» **Directions**
How many lines below contain the word "wooden"? Answer with that number alone.

» **Records shown**
● ● ● ● ●

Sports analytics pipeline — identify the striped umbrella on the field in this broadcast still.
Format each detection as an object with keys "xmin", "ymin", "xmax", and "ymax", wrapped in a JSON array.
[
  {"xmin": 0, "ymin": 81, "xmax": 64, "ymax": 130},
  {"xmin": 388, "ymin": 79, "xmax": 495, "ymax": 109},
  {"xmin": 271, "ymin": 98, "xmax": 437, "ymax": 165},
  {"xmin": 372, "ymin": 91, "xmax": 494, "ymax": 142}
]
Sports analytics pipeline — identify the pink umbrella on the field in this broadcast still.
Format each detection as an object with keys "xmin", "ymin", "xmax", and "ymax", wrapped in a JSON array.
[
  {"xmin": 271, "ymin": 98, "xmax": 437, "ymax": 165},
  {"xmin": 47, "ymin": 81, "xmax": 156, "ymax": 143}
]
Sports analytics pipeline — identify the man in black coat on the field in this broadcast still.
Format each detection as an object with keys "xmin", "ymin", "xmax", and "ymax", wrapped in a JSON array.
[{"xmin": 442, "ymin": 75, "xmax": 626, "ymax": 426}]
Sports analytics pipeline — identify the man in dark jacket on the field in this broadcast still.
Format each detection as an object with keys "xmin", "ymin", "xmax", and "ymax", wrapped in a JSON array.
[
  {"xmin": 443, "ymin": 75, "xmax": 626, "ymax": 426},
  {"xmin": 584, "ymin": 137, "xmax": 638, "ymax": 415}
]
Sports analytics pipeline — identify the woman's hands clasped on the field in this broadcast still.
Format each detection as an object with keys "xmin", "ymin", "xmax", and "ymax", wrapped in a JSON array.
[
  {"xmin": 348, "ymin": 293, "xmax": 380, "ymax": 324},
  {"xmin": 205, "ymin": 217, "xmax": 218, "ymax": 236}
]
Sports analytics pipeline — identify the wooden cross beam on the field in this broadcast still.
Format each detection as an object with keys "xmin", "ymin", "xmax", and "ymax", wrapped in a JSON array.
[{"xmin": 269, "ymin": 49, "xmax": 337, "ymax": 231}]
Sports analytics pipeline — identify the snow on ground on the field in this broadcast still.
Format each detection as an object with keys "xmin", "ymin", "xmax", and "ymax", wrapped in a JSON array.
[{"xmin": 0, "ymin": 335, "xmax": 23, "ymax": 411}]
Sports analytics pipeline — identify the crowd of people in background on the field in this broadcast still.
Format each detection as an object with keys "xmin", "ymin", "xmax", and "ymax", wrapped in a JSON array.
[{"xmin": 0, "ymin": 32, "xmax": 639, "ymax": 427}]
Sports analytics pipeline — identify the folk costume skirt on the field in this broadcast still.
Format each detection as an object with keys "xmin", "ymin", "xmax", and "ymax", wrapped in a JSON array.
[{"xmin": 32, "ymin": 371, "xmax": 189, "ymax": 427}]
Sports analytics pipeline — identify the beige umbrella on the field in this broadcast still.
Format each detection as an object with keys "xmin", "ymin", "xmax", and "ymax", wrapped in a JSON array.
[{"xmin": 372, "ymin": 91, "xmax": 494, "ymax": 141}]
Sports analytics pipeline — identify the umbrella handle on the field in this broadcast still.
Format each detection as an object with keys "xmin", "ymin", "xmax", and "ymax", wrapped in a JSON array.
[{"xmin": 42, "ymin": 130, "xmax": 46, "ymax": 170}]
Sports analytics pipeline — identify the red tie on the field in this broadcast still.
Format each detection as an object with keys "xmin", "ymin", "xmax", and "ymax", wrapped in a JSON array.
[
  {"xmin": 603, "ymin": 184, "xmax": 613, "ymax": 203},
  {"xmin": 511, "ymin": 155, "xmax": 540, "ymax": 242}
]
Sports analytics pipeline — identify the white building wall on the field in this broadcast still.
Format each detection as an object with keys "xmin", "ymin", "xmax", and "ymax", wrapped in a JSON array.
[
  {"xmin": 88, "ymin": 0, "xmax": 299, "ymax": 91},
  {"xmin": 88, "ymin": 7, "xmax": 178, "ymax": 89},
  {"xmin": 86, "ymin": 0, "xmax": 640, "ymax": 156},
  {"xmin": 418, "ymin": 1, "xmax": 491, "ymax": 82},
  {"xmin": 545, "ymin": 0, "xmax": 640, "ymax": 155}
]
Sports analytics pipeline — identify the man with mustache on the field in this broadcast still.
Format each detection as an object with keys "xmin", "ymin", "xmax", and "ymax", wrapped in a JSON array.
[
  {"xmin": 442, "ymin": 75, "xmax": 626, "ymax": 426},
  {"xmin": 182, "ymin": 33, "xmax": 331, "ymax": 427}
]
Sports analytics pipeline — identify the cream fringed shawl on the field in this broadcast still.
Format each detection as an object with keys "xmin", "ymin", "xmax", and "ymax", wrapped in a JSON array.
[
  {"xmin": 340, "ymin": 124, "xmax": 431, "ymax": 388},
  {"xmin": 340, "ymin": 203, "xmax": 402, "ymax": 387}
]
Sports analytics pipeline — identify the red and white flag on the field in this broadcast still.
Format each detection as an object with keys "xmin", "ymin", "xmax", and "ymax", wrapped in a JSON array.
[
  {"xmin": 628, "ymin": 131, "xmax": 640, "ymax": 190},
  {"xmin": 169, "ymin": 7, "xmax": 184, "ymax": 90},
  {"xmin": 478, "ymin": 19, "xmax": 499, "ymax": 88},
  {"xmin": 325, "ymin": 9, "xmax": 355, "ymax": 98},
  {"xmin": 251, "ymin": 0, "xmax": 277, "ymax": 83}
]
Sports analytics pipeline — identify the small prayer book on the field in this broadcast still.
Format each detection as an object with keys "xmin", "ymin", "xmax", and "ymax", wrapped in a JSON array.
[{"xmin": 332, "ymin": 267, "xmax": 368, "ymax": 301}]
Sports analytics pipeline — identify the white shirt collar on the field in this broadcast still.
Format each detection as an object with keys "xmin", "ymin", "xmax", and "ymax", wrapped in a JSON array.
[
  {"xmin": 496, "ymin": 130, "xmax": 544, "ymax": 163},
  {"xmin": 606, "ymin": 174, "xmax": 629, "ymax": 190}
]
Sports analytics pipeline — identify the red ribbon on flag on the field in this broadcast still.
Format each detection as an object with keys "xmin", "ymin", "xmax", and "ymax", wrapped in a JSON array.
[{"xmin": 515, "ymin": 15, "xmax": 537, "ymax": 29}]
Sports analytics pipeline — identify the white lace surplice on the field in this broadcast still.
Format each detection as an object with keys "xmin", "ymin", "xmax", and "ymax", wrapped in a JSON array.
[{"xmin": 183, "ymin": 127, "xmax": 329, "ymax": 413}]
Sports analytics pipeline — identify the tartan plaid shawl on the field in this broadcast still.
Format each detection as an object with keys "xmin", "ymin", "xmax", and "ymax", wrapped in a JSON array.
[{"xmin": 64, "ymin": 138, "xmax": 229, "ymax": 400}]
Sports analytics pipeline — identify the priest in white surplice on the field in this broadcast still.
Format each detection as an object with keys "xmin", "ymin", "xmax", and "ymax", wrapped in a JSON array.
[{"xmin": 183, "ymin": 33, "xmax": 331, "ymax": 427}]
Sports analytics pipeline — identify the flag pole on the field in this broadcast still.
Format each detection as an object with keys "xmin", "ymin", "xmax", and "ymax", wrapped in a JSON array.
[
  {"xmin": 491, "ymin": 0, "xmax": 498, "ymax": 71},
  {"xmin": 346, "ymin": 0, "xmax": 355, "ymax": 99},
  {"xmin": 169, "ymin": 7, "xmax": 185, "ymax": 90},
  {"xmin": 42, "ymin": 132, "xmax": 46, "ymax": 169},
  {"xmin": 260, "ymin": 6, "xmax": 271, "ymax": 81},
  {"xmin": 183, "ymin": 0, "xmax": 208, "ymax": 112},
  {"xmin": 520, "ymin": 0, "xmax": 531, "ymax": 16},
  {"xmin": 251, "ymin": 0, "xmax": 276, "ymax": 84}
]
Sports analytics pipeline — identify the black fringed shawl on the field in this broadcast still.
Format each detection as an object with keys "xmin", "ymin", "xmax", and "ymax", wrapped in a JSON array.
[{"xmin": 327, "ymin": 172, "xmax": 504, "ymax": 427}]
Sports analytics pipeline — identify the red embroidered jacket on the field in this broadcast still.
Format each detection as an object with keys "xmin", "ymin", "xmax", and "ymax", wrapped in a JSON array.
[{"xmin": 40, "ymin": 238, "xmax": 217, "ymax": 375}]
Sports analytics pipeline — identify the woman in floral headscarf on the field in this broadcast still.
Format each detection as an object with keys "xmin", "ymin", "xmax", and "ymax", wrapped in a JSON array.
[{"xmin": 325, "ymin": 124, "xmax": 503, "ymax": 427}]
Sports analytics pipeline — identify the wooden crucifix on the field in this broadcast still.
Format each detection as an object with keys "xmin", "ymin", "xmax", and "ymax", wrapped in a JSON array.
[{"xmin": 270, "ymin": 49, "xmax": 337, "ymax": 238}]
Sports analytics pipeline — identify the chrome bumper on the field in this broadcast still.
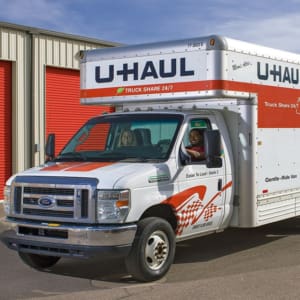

● ● ● ● ●

» **Solution to this task**
2